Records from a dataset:
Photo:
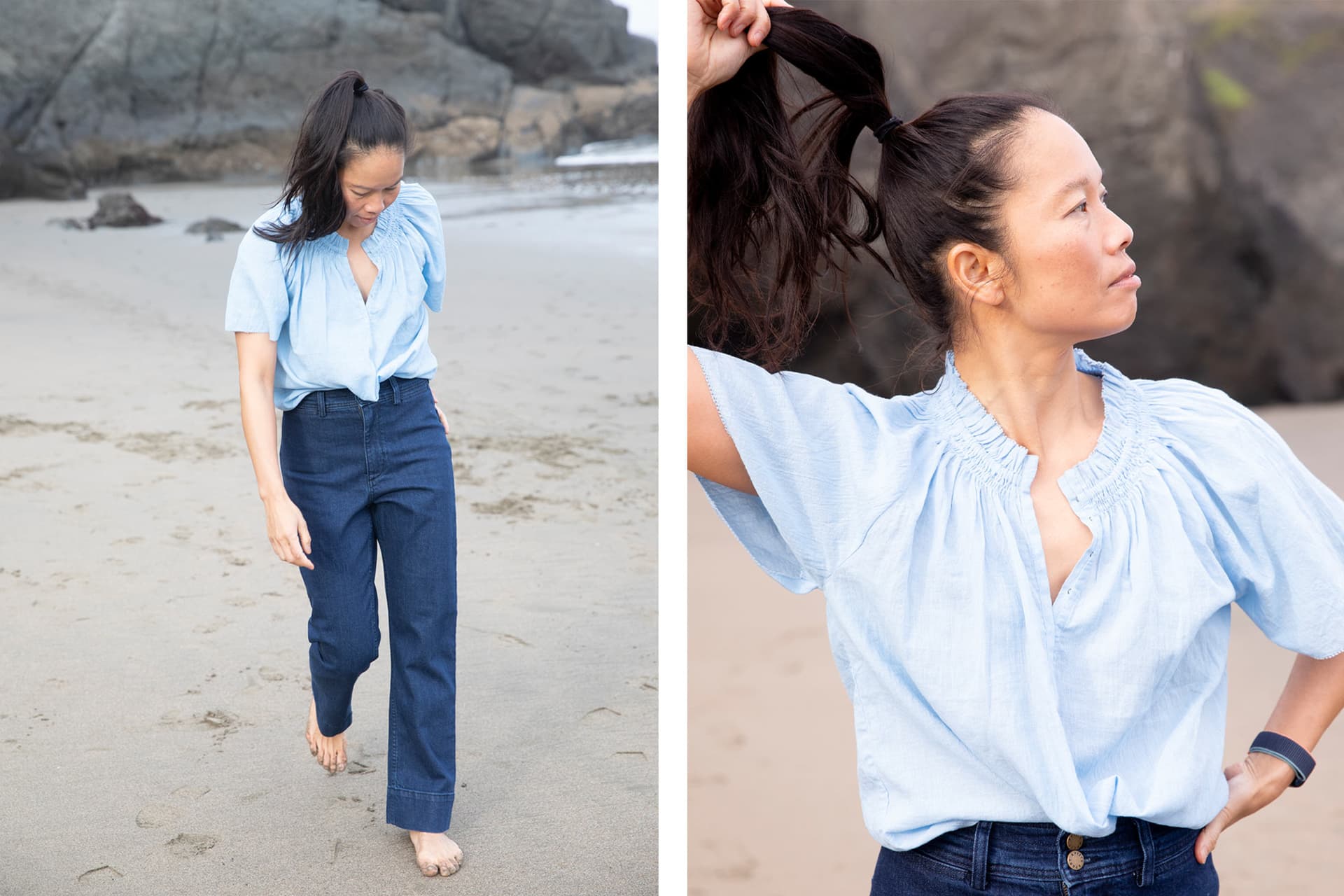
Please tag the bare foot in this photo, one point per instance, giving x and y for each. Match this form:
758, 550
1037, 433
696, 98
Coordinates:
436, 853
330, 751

--

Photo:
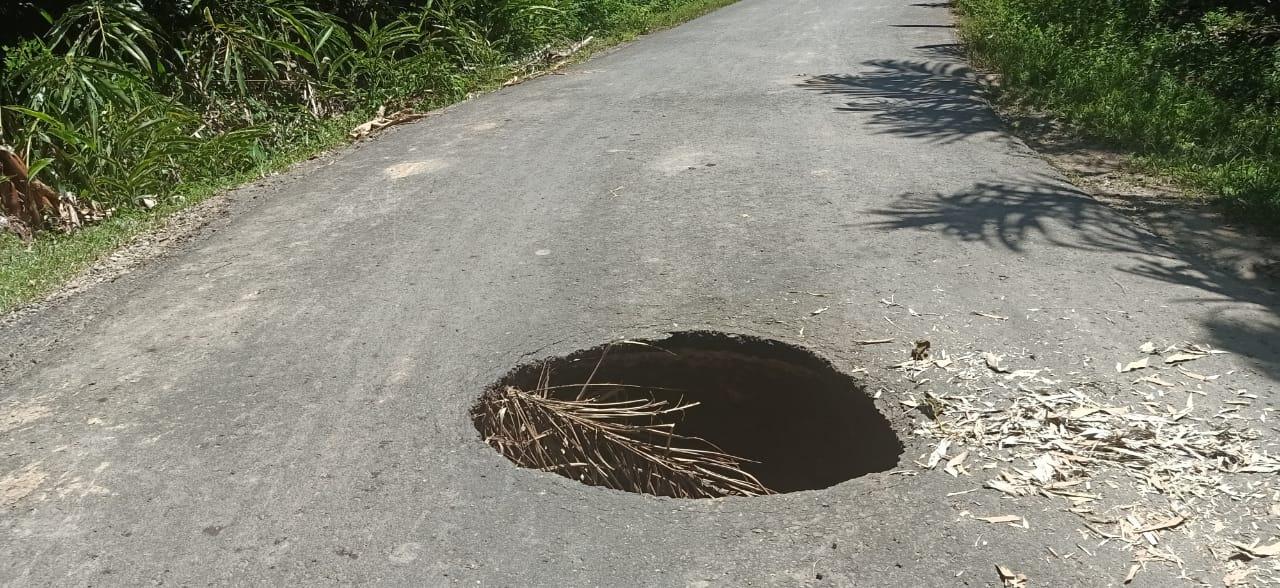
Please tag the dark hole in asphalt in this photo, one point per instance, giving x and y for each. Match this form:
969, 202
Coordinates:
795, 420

→ **What the task asks**: A complete answer reproduces every line of the records in which the word "this" occurs.

→ **Exercise output**:
Please tag the bare foot in this photo, one point per instance, giving x and y for each. Match this form:
Please tag the dark hole in asphalt in this photo, one point per instance, giving x and y for each. Match this form:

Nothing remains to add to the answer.